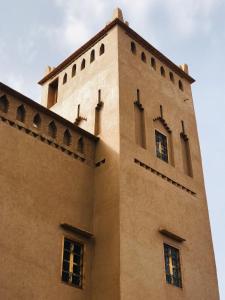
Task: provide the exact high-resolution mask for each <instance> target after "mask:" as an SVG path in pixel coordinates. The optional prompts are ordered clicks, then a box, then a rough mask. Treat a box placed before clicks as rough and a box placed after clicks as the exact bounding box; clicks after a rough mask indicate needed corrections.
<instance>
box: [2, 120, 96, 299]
mask: <svg viewBox="0 0 225 300" xmlns="http://www.w3.org/2000/svg"><path fill="white" fill-rule="evenodd" d="M0 136H1V139H0V165H1V171H0V178H1V200H0V219H1V224H2V226H1V227H0V235H1V242H0V247H1V256H0V265H1V271H0V281H1V286H0V298H1V299H7V300H11V299H13V300H14V299H18V300H20V299H21V300H26V299H27V300H28V299H29V300H30V299H38V300H39V299H80V300H81V299H89V298H90V271H91V251H92V244H91V243H90V242H89V241H88V240H85V239H83V238H80V237H79V236H77V235H74V234H70V233H68V232H65V231H63V230H62V229H61V228H60V226H59V225H60V223H68V224H71V225H73V226H78V227H80V228H83V229H84V230H88V231H92V229H93V224H92V220H93V172H94V170H93V168H92V167H90V166H88V165H87V164H85V163H83V162H80V161H78V160H74V159H72V158H71V157H69V156H67V155H66V154H64V153H62V152H60V151H59V150H58V149H54V148H52V147H51V146H49V145H47V144H44V143H42V142H41V141H39V140H37V139H34V137H32V136H29V135H27V134H25V133H24V132H21V131H19V130H18V129H17V128H13V127H10V126H9V125H8V124H6V123H3V122H2V121H1V122H0ZM64 236H67V237H70V238H72V239H75V240H78V241H80V240H81V241H82V242H84V245H85V266H84V272H85V278H84V288H83V290H80V289H77V288H73V287H70V286H67V285H66V284H63V283H62V282H61V260H62V241H63V237H64Z"/></svg>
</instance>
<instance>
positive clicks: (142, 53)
mask: <svg viewBox="0 0 225 300" xmlns="http://www.w3.org/2000/svg"><path fill="white" fill-rule="evenodd" d="M141 60H142V61H143V62H146V55H145V53H144V52H142V53H141Z"/></svg>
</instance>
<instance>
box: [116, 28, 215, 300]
mask: <svg viewBox="0 0 225 300" xmlns="http://www.w3.org/2000/svg"><path fill="white" fill-rule="evenodd" d="M130 42H131V39H130V38H129V37H128V36H127V35H126V34H125V33H124V32H123V30H122V29H120V30H119V78H120V265H121V270H120V276H121V278H120V283H121V299H129V300H131V299H161V300H163V299H188V300H189V299H193V300H205V299H212V300H214V299H215V300H218V299H219V296H218V287H217V279H216V271H215V262H214V255H213V248H212V241H211V233H210V226H209V218H208V211H207V204H206V198H205V190H204V182H203V174H202V166H201V156H200V151H199V142H198V135H197V129H196V122H195V116H194V109H193V101H192V95H191V89H190V86H189V84H188V83H187V82H186V81H184V80H183V79H182V81H183V85H184V92H182V91H180V90H179V88H178V86H177V82H178V80H179V78H178V76H177V75H176V74H174V77H175V84H174V83H172V82H171V81H170V80H169V71H170V70H168V68H167V67H166V66H164V68H165V70H166V78H164V77H162V76H161V75H160V72H159V68H160V66H161V65H162V64H161V63H160V62H159V61H157V70H156V71H155V70H154V69H152V68H151V66H150V58H151V57H152V55H151V54H150V53H148V52H147V51H145V49H143V48H142V47H141V46H140V45H138V43H136V45H137V53H136V55H134V54H132V53H131V51H130ZM142 51H145V53H146V56H147V63H144V62H142V60H141V58H140V55H141V52H142ZM137 89H139V90H140V102H141V104H142V105H143V108H144V114H145V128H146V149H143V148H141V147H140V146H138V145H136V144H135V128H134V104H133V103H134V101H135V100H136V90H137ZM185 99H189V100H187V101H184V100H185ZM160 105H162V106H163V117H164V119H165V121H166V122H167V124H168V126H169V128H170V129H171V130H172V143H173V154H174V166H173V165H171V164H170V163H169V164H167V163H165V162H163V161H161V160H160V159H157V158H156V155H155V135H154V131H155V128H156V122H154V121H153V119H155V118H156V117H158V116H160ZM181 120H183V121H184V124H185V130H186V134H187V136H188V137H189V141H190V150H191V158H192V167H193V174H194V177H193V178H191V177H189V176H187V175H186V174H184V170H183V161H182V152H181V150H182V148H181V143H180V133H181V131H182V128H181ZM135 158H136V159H138V160H139V161H141V162H142V163H144V164H145V165H147V166H150V167H152V168H153V169H154V170H157V171H158V172H160V174H161V175H160V176H159V174H158V175H157V174H156V173H152V172H150V171H149V170H148V169H146V168H145V167H141V166H140V165H138V164H135V163H134V159H135ZM165 178H170V179H172V180H173V181H174V182H175V183H172V182H171V181H170V182H169V181H167V180H165ZM177 184H180V185H182V186H184V187H186V188H188V189H190V190H191V191H194V192H195V193H196V196H193V195H191V194H190V193H189V192H187V191H186V190H182V189H181V188H179V186H178V185H177ZM160 227H162V228H166V229H167V230H169V231H171V232H173V233H175V234H177V235H179V236H181V237H183V238H185V239H186V241H185V242H184V243H178V242H175V241H173V240H171V239H169V238H167V237H164V236H162V235H161V234H160V233H159V232H158V230H159V228H160ZM164 242H166V243H168V244H170V245H171V246H174V247H176V248H178V249H180V254H181V269H182V279H183V288H182V289H180V288H176V287H174V286H171V285H169V284H167V283H166V280H165V267H164V253H163V243H164Z"/></svg>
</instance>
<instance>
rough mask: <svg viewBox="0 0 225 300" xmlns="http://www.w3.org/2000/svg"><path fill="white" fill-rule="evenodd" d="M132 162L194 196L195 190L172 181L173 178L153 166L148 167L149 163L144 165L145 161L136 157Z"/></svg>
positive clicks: (194, 194)
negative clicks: (166, 175)
mask: <svg viewBox="0 0 225 300" xmlns="http://www.w3.org/2000/svg"><path fill="white" fill-rule="evenodd" d="M134 162H135V163H136V164H137V165H139V166H141V167H143V168H145V169H146V170H147V171H150V172H151V173H153V174H155V175H157V176H159V177H161V178H162V179H164V180H166V181H167V182H169V183H171V184H173V185H174V186H176V187H177V188H179V189H181V190H183V191H185V192H187V193H189V194H191V195H192V196H196V193H195V192H193V191H191V190H190V189H188V188H186V187H185V186H183V185H182V184H180V183H178V182H176V181H174V180H173V179H171V178H169V177H167V176H166V175H164V174H162V173H160V172H159V171H157V170H155V169H153V168H152V167H150V166H149V165H146V164H145V163H143V162H141V161H140V160H138V159H137V158H135V159H134Z"/></svg>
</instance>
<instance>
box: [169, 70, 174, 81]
mask: <svg viewBox="0 0 225 300" xmlns="http://www.w3.org/2000/svg"><path fill="white" fill-rule="evenodd" d="M170 81H172V82H174V76H173V73H172V72H170Z"/></svg>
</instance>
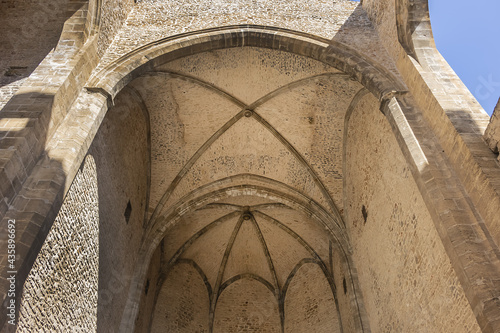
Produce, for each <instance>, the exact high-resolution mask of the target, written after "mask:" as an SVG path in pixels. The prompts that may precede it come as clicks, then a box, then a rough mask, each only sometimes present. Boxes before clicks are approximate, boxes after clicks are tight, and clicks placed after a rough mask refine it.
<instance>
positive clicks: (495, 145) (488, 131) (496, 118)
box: [484, 99, 500, 158]
mask: <svg viewBox="0 0 500 333" xmlns="http://www.w3.org/2000/svg"><path fill="white" fill-rule="evenodd" d="M499 117H500V99H499V100H498V104H497V106H496V107H495V110H494V111H493V115H492V116H491V120H490V123H489V124H488V128H487V129H486V133H485V134H484V137H485V139H486V142H487V143H488V146H489V147H490V149H491V150H492V151H493V152H494V153H497V154H498V147H499V145H500V128H499V124H500V120H499ZM499 158H500V157H499Z"/></svg>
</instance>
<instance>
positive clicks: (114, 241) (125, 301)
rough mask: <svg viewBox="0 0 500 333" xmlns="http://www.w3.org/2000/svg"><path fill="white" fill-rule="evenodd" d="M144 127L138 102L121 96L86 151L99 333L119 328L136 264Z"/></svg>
mask: <svg viewBox="0 0 500 333" xmlns="http://www.w3.org/2000/svg"><path fill="white" fill-rule="evenodd" d="M148 128H149V119H148V116H147V113H146V110H145V109H143V107H142V103H141V101H140V100H139V99H137V97H136V96H135V95H133V94H125V93H124V94H123V96H119V97H118V98H117V99H116V101H115V106H114V107H112V108H111V109H110V110H108V113H107V115H106V118H105V119H104V121H103V122H102V124H101V127H100V128H99V131H98V133H97V135H96V138H95V139H94V142H93V144H92V146H91V147H90V149H89V153H90V154H91V155H92V156H93V157H94V159H95V161H96V166H97V177H98V183H99V220H100V228H99V229H100V230H99V244H100V246H99V253H100V254H101V255H100V256H99V267H100V269H99V303H98V318H97V327H98V330H99V331H101V330H102V331H113V330H115V329H116V327H119V324H120V321H121V319H122V318H121V316H122V311H123V307H124V306H125V302H126V299H127V296H128V290H129V285H130V282H131V280H132V275H133V271H134V268H135V267H136V266H135V265H136V264H137V263H136V260H137V259H136V258H137V252H138V249H139V246H140V241H141V237H142V233H143V224H144V218H145V211H146V207H147V198H148V191H149V149H148V147H149V144H148Z"/></svg>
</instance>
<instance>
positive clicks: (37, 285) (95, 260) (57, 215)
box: [17, 157, 100, 332]
mask: <svg viewBox="0 0 500 333" xmlns="http://www.w3.org/2000/svg"><path fill="white" fill-rule="evenodd" d="M99 231H100V230H99V193H98V182H97V172H96V165H95V161H94V159H93V158H92V157H88V158H87V159H86V160H85V163H84V165H83V166H82V169H81V171H80V172H79V173H78V174H77V176H76V178H75V180H74V181H73V184H72V186H71V188H70V190H69V192H68V195H67V196H66V199H65V200H64V203H63V205H62V207H61V210H60V211H59V214H58V215H57V218H56V220H55V221H54V224H53V226H52V228H51V230H50V232H49V234H48V235H47V238H46V240H45V243H44V245H43V247H42V249H41V251H40V253H39V254H38V257H37V259H36V261H35V264H34V265H33V268H32V269H31V271H30V275H29V276H28V279H27V280H26V283H25V285H24V289H23V291H24V292H23V296H22V301H21V307H20V311H19V318H20V320H19V324H18V329H17V332H60V331H66V332H90V331H95V330H96V329H97V299H98V272H99Z"/></svg>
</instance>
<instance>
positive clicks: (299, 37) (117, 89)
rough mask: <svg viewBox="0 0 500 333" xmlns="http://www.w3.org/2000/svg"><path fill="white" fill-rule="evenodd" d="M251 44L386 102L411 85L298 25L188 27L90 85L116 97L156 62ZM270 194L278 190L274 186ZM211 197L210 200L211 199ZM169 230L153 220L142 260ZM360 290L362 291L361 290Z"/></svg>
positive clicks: (113, 62) (165, 214) (359, 311)
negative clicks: (279, 53) (316, 68)
mask: <svg viewBox="0 0 500 333" xmlns="http://www.w3.org/2000/svg"><path fill="white" fill-rule="evenodd" d="M245 46H248V47H259V48H268V49H275V50H281V51H285V52H290V53H294V54H297V55H301V56H305V57H309V58H312V59H315V60H318V61H320V62H322V63H325V64H328V65H330V66H332V67H334V68H336V69H339V70H340V71H342V72H343V73H345V75H348V76H350V77H352V78H353V79H354V80H356V81H358V82H360V83H361V84H362V85H363V86H364V87H366V91H367V92H370V93H372V94H373V95H374V96H375V97H376V98H377V99H378V100H379V101H382V102H386V101H387V100H388V99H389V98H391V97H393V96H394V95H398V94H403V93H404V92H405V91H406V86H405V85H404V84H403V83H402V82H401V81H399V79H397V78H396V77H395V76H394V75H393V74H392V73H390V72H389V71H388V70H386V69H384V68H383V67H382V66H381V65H379V64H377V63H376V62H374V61H373V60H371V59H368V58H366V57H364V56H363V55H361V54H360V53H358V52H357V51H356V50H353V49H352V48H350V47H349V46H347V45H344V44H342V43H339V42H336V41H330V40H326V39H322V38H319V37H316V36H312V35H309V34H304V33H300V32H296V31H290V30H285V29H277V28H272V27H263V26H251V25H244V26H229V27H223V28H218V29H209V30H204V31H199V32H193V33H186V34H182V35H177V36H175V37H169V38H165V39H162V40H159V41H156V42H154V43H150V44H147V45H144V46H142V47H140V48H137V49H136V50H134V51H132V52H130V53H128V54H127V55H125V56H122V57H121V58H119V59H118V60H117V61H115V62H113V63H111V64H109V65H107V66H106V67H105V68H103V69H101V71H100V72H98V73H97V74H96V75H94V77H93V78H92V79H91V80H90V81H89V83H88V84H87V87H86V88H87V90H89V91H91V92H96V93H99V94H102V95H104V96H106V97H107V98H108V100H111V101H112V100H113V99H114V97H115V96H116V95H117V94H118V92H119V91H120V90H121V89H123V88H124V87H125V86H127V85H128V83H130V82H131V81H132V80H133V79H134V78H137V77H139V76H142V75H144V74H146V73H148V72H154V71H155V68H156V67H158V66H160V65H162V64H164V63H167V62H169V61H172V60H175V59H178V58H182V57H185V56H189V55H193V54H197V53H202V52H207V51H210V50H218V49H224V48H234V47H245ZM212 185H214V184H212ZM245 185H246V184H243V185H240V186H245ZM246 189H247V190H253V191H255V190H257V189H256V188H255V187H254V188H251V187H247V188H246ZM228 190H229V191H236V190H237V189H236V188H232V189H230V188H222V189H220V193H221V194H225V193H226V192H227V191H228ZM259 190H261V189H259ZM214 193H215V192H214ZM269 194H272V195H276V193H273V192H272V191H271V192H269ZM210 195H213V193H209V194H207V198H208V197H210ZM199 198H202V197H199ZM207 198H205V200H208V199H207ZM182 201H183V202H184V203H186V202H189V201H188V199H187V198H183V200H182ZM187 208H189V207H183V206H182V205H181V206H176V207H175V209H169V210H168V212H165V213H164V214H163V215H162V216H159V217H158V218H157V221H161V223H162V224H163V227H166V224H165V221H168V224H172V223H174V222H172V221H173V219H175V216H179V212H185V209H187ZM309 213H311V212H309ZM320 215H321V216H322V217H321V219H323V220H325V221H327V220H330V219H328V218H326V219H324V217H325V215H328V214H323V213H322V214H320ZM153 222H154V221H153ZM153 225H154V223H153ZM340 225H342V221H341V220H338V221H332V224H331V226H330V228H331V227H332V226H333V227H334V229H335V232H332V230H331V229H330V232H332V234H334V235H337V236H336V237H338V239H337V243H338V244H343V245H341V248H342V249H343V251H344V256H345V258H346V259H345V262H346V263H348V262H349V259H348V253H349V251H350V250H349V245H348V241H347V238H346V237H345V235H343V232H342V228H341V227H340ZM164 231H165V230H163V231H162V230H160V229H158V226H156V229H155V228H153V226H151V228H150V226H148V229H147V230H145V237H144V239H145V240H146V241H144V243H143V244H147V245H148V246H147V248H142V250H141V258H143V259H142V261H139V262H145V263H149V258H150V257H151V256H152V254H153V251H154V249H155V248H156V246H157V245H158V244H159V240H160V237H161V235H162V232H164ZM145 265H146V264H145ZM146 270H147V267H144V268H141V269H138V272H139V273H138V275H137V276H136V278H134V281H133V286H132V287H131V289H130V294H129V298H128V301H127V302H128V304H127V305H126V309H125V312H124V314H123V317H122V318H123V320H122V323H121V327H120V329H121V330H124V331H127V330H132V329H133V327H134V318H135V316H136V315H137V311H138V309H137V306H135V305H134V303H136V302H138V301H139V298H140V290H141V289H142V282H143V279H144V278H143V277H144V276H145V274H146ZM352 275H353V276H351V282H352V284H353V286H354V282H353V281H352V279H354V278H355V277H354V276H355V274H352ZM353 289H354V290H355V291H356V289H357V288H355V287H353ZM357 292H358V293H359V291H357ZM358 296H359V295H358ZM356 297H357V296H355V298H356ZM358 298H359V297H358ZM353 303H355V304H356V306H357V307H358V309H357V310H356V312H357V313H358V320H357V324H356V325H357V326H358V327H359V328H360V329H361V330H362V329H363V327H365V328H366V326H365V325H364V324H363V323H362V321H363V319H362V317H363V314H362V312H363V310H362V306H360V305H359V304H360V303H361V300H360V299H359V302H358V299H356V302H353Z"/></svg>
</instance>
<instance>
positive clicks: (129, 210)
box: [123, 200, 132, 224]
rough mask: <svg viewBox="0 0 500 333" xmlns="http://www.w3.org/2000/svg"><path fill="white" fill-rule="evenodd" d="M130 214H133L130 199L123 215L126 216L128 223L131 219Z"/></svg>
mask: <svg viewBox="0 0 500 333" xmlns="http://www.w3.org/2000/svg"><path fill="white" fill-rule="evenodd" d="M130 215H132V205H131V204H130V200H129V201H128V203H127V208H125V213H123V216H125V221H126V222H127V224H128V221H129V220H130Z"/></svg>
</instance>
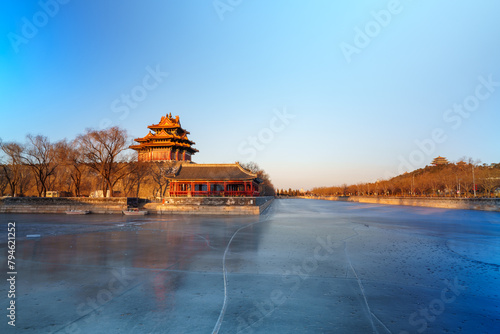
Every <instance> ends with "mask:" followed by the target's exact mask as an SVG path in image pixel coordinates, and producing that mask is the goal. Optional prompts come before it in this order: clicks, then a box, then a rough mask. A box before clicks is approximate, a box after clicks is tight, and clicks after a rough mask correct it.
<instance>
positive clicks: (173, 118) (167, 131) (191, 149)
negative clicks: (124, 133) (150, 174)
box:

JOB ITEM →
Transcribe everything from the start of the listing down to the line containing "box: [2, 120, 96, 299]", including that line, and leave the picture out.

RESPONSE AREA →
Task: provide the exact high-resolution mask for each <instance> target after "mask:" as an SVG path in pixel coordinates. The optional prompts are ordered clicks, then a box, then a rough mask. Treat a box placed before clicks as rough and a box placed after clicks as the exact bounding box; clicks after a rough mask indicate needed corrections.
<instance>
box: [2, 120, 96, 299]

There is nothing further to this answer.